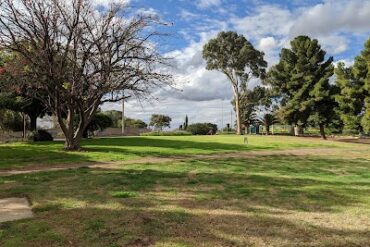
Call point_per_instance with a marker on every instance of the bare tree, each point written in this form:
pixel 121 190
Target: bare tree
pixel 81 57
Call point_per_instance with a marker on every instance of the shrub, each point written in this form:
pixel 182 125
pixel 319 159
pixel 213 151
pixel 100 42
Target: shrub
pixel 10 120
pixel 40 135
pixel 202 129
pixel 167 133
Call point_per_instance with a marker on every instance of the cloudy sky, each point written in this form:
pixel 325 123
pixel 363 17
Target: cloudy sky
pixel 342 27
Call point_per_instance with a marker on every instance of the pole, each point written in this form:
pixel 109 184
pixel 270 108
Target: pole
pixel 123 116
pixel 24 126
pixel 222 115
pixel 231 119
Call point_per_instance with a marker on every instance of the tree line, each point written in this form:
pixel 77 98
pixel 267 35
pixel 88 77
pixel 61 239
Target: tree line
pixel 303 89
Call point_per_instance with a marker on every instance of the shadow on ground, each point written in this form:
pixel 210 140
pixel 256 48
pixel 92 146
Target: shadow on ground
pixel 212 203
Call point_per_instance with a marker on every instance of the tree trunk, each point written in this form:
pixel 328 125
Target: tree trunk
pixel 322 132
pixel 33 121
pixel 237 111
pixel 298 130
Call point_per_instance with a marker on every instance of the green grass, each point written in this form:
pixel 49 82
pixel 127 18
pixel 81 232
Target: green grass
pixel 270 200
pixel 18 155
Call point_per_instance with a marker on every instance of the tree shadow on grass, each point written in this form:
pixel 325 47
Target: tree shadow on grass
pixel 92 226
pixel 15 157
pixel 316 192
pixel 233 202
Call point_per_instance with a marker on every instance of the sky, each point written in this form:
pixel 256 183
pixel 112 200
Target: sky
pixel 341 26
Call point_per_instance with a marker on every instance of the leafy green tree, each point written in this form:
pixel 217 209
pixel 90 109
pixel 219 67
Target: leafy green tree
pixel 301 83
pixel 235 56
pixel 160 121
pixel 354 94
pixel 11 120
pixel 267 120
pixel 135 123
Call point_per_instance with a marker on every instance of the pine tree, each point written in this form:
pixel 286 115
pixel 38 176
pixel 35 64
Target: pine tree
pixel 301 82
pixel 233 55
pixel 186 123
pixel 354 94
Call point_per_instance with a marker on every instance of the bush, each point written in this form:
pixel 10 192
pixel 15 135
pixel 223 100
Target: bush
pixel 40 135
pixel 10 120
pixel 167 133
pixel 202 129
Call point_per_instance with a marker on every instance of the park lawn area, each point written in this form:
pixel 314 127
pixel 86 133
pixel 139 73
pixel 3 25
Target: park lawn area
pixel 23 155
pixel 270 200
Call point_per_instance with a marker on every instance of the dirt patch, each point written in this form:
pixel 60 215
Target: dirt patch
pixel 14 209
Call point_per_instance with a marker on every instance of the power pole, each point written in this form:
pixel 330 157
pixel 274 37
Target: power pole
pixel 123 115
pixel 231 119
pixel 222 115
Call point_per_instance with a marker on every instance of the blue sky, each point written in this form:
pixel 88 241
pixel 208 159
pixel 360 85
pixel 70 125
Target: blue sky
pixel 341 26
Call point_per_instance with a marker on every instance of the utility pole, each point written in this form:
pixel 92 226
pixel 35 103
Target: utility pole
pixel 123 114
pixel 24 126
pixel 231 119
pixel 222 115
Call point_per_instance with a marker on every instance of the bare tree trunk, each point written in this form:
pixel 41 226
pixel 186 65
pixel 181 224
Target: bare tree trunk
pixel 322 132
pixel 298 130
pixel 237 110
pixel 33 121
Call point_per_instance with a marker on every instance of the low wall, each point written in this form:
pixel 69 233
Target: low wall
pixel 118 132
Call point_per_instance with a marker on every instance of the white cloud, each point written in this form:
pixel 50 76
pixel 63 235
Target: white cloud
pixel 149 12
pixel 334 16
pixel 202 93
pixel 267 44
pixel 107 3
pixel 208 3
pixel 265 21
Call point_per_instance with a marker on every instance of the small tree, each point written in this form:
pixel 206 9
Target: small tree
pixel 160 121
pixel 301 80
pixel 100 122
pixel 250 101
pixel 135 123
pixel 186 123
pixel 202 129
pixel 267 120
pixel 235 56
pixel 354 94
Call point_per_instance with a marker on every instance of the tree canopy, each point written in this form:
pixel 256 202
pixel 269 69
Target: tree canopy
pixel 81 58
pixel 301 82
pixel 235 56
pixel 159 121
pixel 354 92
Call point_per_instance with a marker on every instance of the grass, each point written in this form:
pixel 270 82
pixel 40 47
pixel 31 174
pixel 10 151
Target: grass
pixel 20 155
pixel 270 200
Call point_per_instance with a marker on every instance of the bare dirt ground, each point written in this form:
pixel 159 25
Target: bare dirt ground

## Brief
Write out the listing above again, exactly, but with no pictures in the copy.

## Solution to this exercise
Call point_per_instance with a marker on every instance of the bare tree, each point written in this form:
pixel 121 190
Target: bare tree
pixel 81 57
Call point_per_instance with a marker on every instance of the shrub, each point written in this form:
pixel 182 125
pixel 319 159
pixel 213 151
pixel 100 42
Target: shrub
pixel 10 120
pixel 40 135
pixel 202 129
pixel 167 133
Call point_per_instance with a marker on every instance of the cloudy sky, each point written in this form:
pixel 325 123
pixel 363 17
Target: cloudy sky
pixel 342 27
Call point_per_instance with a marker on every instance of the pole, each point written in this form:
pixel 109 184
pixel 270 108
Target: pole
pixel 123 116
pixel 24 126
pixel 222 115
pixel 231 119
Call point_per_instance with a marker on every instance of the tree line, each point written in this form:
pixel 77 98
pixel 267 35
pixel 88 77
pixel 61 239
Target: tree line
pixel 303 89
Call point_per_instance with a marker on every instance of the shadow on ground, each point written in this form:
pixel 210 140
pixel 256 48
pixel 92 146
Target: shadow on ground
pixel 212 203
Call point_per_instance with a marker on every instance of the tree trunk, each point written in this form:
pixel 328 125
Target: tree trunk
pixel 322 132
pixel 33 121
pixel 237 111
pixel 298 130
Call point_per_instance with a marker on every instance of the green grass, each point written in this form:
pixel 49 82
pixel 127 18
pixel 81 232
Target: green grass
pixel 270 200
pixel 18 155
Call point_per_instance with a marker on every instance of the tree shadow on grass, each point written in this form:
pixel 325 47
Target: tree shadow on grass
pixel 92 226
pixel 15 157
pixel 316 192
pixel 233 202
Call point_per_instance with a marker on every instance of the sky, each point written in this form:
pixel 256 183
pixel 112 200
Target: sky
pixel 341 26
Call point_per_instance with a marker on every instance of the leafy green tree, each point written in this form:
pixel 217 209
pixel 90 109
pixel 219 67
Target: leafy green tree
pixel 301 83
pixel 235 56
pixel 160 121
pixel 354 94
pixel 11 120
pixel 267 120
pixel 135 123
Call point_per_instance with a marker on every instance of the pine tree, each point written in this form:
pixel 286 115
pixel 38 176
pixel 35 64
Target: pine tree
pixel 301 82
pixel 233 55
pixel 186 123
pixel 354 94
Call point_per_instance with a marker on every instance of the bush, each point written in this form:
pixel 10 192
pixel 15 135
pixel 223 100
Target: bush
pixel 40 135
pixel 10 120
pixel 167 133
pixel 202 129
Call point_per_instance with a marker on every instance of the park lawn area, each point written in this form:
pixel 314 127
pixel 86 133
pixel 139 73
pixel 3 25
Target: park lawn area
pixel 23 155
pixel 270 200
Call point_per_instance with a marker on every instance of the dirt patch, each point written in this form:
pixel 60 215
Target: dirt patch
pixel 14 209
Call point_per_instance with a marker on every instance of the power pole, each point written in this form:
pixel 330 157
pixel 274 37
Target: power pole
pixel 123 115
pixel 231 119
pixel 222 115
Call point_per_instance with a marker on every instance of the blue sky, each point written in this form:
pixel 88 241
pixel 208 159
pixel 360 85
pixel 70 125
Target: blue sky
pixel 341 26
Call point_per_instance with a marker on every instance of the utility pole, each point written in this form:
pixel 92 226
pixel 35 103
Target: utility pole
pixel 123 114
pixel 24 126
pixel 231 119
pixel 222 115
Call point_per_instance with a marker on every instance of the bare tree trunk, each point written in this form:
pixel 41 226
pixel 186 65
pixel 181 224
Target: bare tree trunk
pixel 322 132
pixel 298 130
pixel 237 110
pixel 33 121
Call point_per_instance with a marker on every instance of the low wall, each point written in this form:
pixel 69 233
Target: low wall
pixel 118 132
Call point_per_instance with a marker on every instance of the white cloud, each point written in this form:
pixel 50 76
pixel 63 235
Target: white cloud
pixel 149 12
pixel 334 16
pixel 202 93
pixel 267 44
pixel 107 3
pixel 208 3
pixel 265 21
Call point_per_instance with a marker on every instance of the small tree, each point written in this form:
pixel 206 9
Target: small tree
pixel 160 121
pixel 301 80
pixel 100 122
pixel 250 101
pixel 135 123
pixel 186 123
pixel 202 129
pixel 267 120
pixel 235 56
pixel 354 94
Call point_per_instance with a marker on every instance of the tree canopy, each point written in this form:
pixel 256 202
pixel 269 69
Target: tree canopy
pixel 81 58
pixel 301 82
pixel 235 56
pixel 159 121
pixel 354 92
Call point_per_instance with a marker on every instance of the grass, each point written in this form:
pixel 270 82
pixel 40 47
pixel 31 174
pixel 10 151
Target: grass
pixel 20 155
pixel 270 200
Call point_per_instance with a marker on every instance of the bare dirt ground, each point written in this form:
pixel 159 25
Target: bare dirt ground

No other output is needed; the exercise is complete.